» Texto seleccionado
########################################

Baruc en el río

Lo imprevisible

Lo primero que llama la atención de Baruc en el río es que está tan bien escrita que uno recorre sus casi trescientas páginas sin apenas darse cuenta. Se ha repetido en numerosas ocasiones eso de que el mejor estilo es no tener estilo, y dan ganas de aplicar semejante sentencia a esta novela, pero no sería acertado. Hay vocación de estilo en la límpida prosa de Rubén Abella (Valladolid, 1967), en ese gusto por la sencillez, por lo cuidadoso, por lo llano y, sobre todo, en ese afán por que nada de todo ello se confunda con la simpleza, tan al corriente en la poética de muchos autores contemporáneos. Esa prosa sin aspavientos es, por lo demás, el mejor cauce por el que discurre uno de los mayores logros de Baruc en el río, el de lo ominoso.

No es la sensación de tragedia lo que permea cada página de esta historia, sino más bien la sensación de lo imprevisto, que impide rebajar la atención del lector antes de la última página. De hecho, la anécdota que dispara la trama de esta novela no es otra cosa que eso: lo imprevisto. Y ahí radica otro de los logros de la novela, porque mantener de manera constante el aleteo de lo imprevisto y lo ominoso en el lector y hacerlo sin trampas ni desvíos no resulta fácil, pero aquí es solventado tan elegantemente que uno cierra el libro sabiendo que ese aleteo se va a prolongar.

########################################

» Muestra de datos

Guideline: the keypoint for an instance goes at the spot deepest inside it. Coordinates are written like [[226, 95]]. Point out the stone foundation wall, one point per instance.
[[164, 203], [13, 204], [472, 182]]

########################################

» Partes del ejercicio
1. Transcribe literalmente el fragmento de la reseña de Baruc en el río que va de "Lo primero que" a "de lo ominoso.", ambos incluidos.
2. Retoma la reseña de Baruc en el río justo después de su última oración y continúala.

» Respuestas del ejercicio
1.
Lo primero que llama la atención de Baruc en el río es que está tan bien escrita que uno recorre sus casi trescientas páginas sin apenas darse cuenta. Se ha repetido en numerosas ocasiones eso de que el mejor estilo es no tener estilo, y dan ganas de aplicar semejante sentencia a esta novela, pero no sería acertado. Hay vocación de estilo en la límpida prosa de Rubén Abella (Valladolid, 1967), en ese gusto por la sencillez, por lo cuidadoso, por lo llano y, sobre todo, en ese afán por que nada de todo ello se confunda con la simpleza, tan al corriente en la poética de muchos autores contemporáneos. Esa prosa sin aspavientos es, por lo demás, el mejor cauce por el que discurre uno de los mayores logros de Baruc en el río, el de lo ominoso.

2.
Es, en efecto, lo imprevisto lo que inicia el libro. Baruc es un adolescente de quince años, el hijo mayor de una familia convencional de los años ochenta en todos los sentidos, algo que igualmente refleja la novela a la perfección, narrada por el hermano menor de Baruc varias décadas después de los hechos aquí descritos. Es una familia convencional en sus aspiraciones, en el reparto de las tareas, en la educación de los hijos, en la moral sexual, en sus sentimientos de culpa, en su relación con los vecinos, incluso en sus recuerdos. Y Baruc, tras una disputa con su madre, abandona de manera imprevista el hogar familiar y hace saltar lo convencional durante dos calurosos días de agosto de 1980, en plenas vacaciones escolares.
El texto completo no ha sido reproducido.